**To-do list:**
**A.** Reproduce the passage of the microservices introduction that starts at the words "Microservices Introduction¶" and ends after the words "for one reason.".
**B.** In the microservices introduction, what does high cohesion mean?

**Document extract:**
Microservices Introduction¶
Microservice is a software architecture style, in which complex applications are composed of small, autonomous process communicating with each other using language-agnostic API, which is a very common cloud pattern.
Contents
Microservices Design Principles¶
High cohesion¶
High cohesion means single focus and single responsibility. It follows SOLID principle, which means service only change for one reason.
Autonomous¶
Loose coupling
Honor contracts and interfaces
Stateless
Independently changeable
Independently deployable
Backwards compatible
Concurrent development
Approach:
Communication by network: synchronous, asynchronous (publish/subscribe to events)
Technology agnostic API
Avoid client libraries
Contracts between services: fixed and agreed interfaces, shared models, clear input and output
Avoid chatty exchanges between services
Avoid sharing between services: databases, shared libraries
Microservice ownership by team: responsibility to make autonomous, agreeing contracts between teams, responsible for long-term maintenance, collaborative development (communicate contract requirements, communicate data requirements), concurrent development
Versioning: avoid breaking changes, backwards compatibility, integration tests, have a versioning strategy (concurrent versions: old and new; semantic versioning: Major.Minor.Patch (e.g. 15.1.2); coexisting endpoints: /V2/customer/)

**Data extract:**
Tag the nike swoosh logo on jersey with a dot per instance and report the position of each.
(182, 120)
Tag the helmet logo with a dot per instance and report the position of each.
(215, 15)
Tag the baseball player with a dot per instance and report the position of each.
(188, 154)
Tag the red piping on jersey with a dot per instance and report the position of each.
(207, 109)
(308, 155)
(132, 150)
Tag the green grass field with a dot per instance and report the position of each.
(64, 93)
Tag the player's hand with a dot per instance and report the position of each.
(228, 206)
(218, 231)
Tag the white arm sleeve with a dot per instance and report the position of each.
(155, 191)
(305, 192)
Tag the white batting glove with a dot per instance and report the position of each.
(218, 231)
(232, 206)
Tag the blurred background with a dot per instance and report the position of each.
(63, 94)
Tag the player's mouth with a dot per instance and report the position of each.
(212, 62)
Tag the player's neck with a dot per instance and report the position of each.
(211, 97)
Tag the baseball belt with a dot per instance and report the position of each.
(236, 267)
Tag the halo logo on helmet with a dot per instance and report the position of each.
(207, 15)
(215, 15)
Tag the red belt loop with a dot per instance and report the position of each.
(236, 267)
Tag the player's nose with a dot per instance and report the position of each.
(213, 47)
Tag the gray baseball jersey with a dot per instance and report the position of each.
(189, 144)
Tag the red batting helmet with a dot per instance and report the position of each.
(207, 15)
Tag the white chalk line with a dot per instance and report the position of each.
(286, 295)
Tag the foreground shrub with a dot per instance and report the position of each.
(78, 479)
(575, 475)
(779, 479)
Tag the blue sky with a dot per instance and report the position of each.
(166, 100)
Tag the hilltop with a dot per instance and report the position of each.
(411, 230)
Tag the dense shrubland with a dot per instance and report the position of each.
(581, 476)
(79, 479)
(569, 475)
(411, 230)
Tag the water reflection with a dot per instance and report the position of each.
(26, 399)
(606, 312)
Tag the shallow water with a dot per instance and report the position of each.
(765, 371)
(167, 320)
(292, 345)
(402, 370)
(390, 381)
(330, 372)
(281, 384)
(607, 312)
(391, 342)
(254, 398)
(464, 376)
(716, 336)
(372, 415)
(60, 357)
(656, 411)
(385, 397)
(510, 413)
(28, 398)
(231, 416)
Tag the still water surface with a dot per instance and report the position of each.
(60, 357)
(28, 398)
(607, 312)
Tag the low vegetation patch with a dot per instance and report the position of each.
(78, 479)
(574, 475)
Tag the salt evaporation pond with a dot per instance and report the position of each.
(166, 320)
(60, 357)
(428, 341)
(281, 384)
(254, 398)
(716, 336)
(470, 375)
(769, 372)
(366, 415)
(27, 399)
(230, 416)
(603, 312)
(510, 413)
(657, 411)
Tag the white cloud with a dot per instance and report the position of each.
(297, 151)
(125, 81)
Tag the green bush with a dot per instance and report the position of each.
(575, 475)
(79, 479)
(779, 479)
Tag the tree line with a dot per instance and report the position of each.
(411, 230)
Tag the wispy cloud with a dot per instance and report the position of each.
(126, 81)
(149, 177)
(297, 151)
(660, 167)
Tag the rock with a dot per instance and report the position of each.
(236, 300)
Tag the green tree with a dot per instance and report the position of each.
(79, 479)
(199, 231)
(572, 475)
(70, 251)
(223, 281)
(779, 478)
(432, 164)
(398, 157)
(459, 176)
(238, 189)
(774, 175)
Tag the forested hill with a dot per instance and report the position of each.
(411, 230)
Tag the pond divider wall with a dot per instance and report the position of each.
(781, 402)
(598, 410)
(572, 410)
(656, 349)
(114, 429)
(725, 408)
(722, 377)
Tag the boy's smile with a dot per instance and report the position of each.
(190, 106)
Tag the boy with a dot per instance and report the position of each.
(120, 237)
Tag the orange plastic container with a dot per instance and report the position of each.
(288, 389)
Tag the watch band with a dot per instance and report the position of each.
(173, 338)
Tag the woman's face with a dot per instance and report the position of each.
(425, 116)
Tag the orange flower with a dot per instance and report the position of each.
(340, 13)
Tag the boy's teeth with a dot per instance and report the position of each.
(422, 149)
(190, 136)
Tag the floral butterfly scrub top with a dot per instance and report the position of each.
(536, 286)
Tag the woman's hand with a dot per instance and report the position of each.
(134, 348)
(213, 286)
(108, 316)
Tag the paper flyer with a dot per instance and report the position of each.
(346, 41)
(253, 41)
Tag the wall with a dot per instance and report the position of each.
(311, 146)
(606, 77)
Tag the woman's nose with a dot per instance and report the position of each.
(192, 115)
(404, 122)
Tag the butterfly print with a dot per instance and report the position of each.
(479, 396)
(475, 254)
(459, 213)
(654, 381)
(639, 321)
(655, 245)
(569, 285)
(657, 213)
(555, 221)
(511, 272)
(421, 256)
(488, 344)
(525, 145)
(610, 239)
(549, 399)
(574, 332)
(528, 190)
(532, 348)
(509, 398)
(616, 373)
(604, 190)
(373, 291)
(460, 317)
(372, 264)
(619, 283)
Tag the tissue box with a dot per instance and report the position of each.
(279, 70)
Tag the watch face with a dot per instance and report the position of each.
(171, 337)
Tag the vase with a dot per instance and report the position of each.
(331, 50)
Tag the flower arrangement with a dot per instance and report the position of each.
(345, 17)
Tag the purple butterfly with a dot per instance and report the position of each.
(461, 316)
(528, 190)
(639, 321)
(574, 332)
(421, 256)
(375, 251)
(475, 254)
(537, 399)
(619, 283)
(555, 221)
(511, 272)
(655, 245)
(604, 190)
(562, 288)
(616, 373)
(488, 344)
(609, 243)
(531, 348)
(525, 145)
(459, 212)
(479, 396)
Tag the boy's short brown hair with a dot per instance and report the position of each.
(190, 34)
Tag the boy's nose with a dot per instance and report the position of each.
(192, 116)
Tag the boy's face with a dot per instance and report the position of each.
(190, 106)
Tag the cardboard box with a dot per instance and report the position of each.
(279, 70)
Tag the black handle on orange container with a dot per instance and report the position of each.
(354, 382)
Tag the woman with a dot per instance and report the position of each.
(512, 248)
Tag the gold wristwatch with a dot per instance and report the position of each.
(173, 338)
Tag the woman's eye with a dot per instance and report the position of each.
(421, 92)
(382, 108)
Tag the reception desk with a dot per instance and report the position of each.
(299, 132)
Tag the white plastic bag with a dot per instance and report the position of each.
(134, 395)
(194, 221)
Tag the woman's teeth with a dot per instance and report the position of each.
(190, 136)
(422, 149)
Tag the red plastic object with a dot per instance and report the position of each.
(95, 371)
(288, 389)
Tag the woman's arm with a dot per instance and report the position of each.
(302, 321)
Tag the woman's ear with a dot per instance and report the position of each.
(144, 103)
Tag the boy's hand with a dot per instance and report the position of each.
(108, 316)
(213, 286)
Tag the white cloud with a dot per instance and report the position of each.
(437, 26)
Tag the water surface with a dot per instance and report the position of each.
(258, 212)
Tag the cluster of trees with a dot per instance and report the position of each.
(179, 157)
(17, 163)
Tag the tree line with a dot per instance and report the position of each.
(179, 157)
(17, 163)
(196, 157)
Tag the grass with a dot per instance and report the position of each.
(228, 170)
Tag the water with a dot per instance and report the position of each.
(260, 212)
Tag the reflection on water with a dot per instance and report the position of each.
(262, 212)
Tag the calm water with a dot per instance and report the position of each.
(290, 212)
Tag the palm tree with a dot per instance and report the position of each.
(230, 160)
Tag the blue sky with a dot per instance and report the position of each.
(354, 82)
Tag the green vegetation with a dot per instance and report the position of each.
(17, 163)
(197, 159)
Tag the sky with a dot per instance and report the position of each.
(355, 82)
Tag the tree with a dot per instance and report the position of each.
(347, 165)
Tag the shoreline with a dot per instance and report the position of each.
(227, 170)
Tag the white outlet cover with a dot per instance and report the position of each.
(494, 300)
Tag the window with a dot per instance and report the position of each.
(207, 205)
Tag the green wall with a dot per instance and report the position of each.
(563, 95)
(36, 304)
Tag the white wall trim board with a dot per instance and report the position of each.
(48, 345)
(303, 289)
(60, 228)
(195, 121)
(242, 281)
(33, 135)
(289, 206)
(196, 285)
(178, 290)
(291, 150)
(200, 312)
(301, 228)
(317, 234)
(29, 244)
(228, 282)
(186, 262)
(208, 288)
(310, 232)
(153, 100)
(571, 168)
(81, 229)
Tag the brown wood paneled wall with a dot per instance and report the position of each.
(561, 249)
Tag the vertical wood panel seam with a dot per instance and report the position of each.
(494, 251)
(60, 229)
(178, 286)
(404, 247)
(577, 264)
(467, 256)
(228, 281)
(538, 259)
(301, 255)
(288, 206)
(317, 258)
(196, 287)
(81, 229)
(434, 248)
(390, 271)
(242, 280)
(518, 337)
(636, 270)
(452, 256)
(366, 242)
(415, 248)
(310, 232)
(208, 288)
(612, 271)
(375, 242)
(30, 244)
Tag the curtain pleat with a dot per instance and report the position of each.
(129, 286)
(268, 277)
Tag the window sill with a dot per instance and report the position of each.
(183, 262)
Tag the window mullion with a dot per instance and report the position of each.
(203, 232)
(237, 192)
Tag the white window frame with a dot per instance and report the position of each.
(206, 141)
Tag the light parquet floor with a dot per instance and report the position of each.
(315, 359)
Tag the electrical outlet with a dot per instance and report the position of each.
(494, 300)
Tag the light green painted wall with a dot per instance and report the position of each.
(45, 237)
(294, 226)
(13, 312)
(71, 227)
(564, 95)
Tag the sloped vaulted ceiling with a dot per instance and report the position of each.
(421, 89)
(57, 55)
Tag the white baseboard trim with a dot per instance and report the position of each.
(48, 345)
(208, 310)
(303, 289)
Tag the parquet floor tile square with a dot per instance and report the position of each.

**Solutions to the exercise:**
**A.**
Microservices Introduction¶
Microservice is a software architecture style, in which complex applications are composed of small, autonomous process communicating with each other using language-agnostic API, which is a very common cloud pattern.
Contents
Microservices Design Principles¶
High cohesion¶
High cohesion means single focus and single responsibility. It follows SOLID principle, which means service only change for one reason.

**B.** Single focus and single responsibility.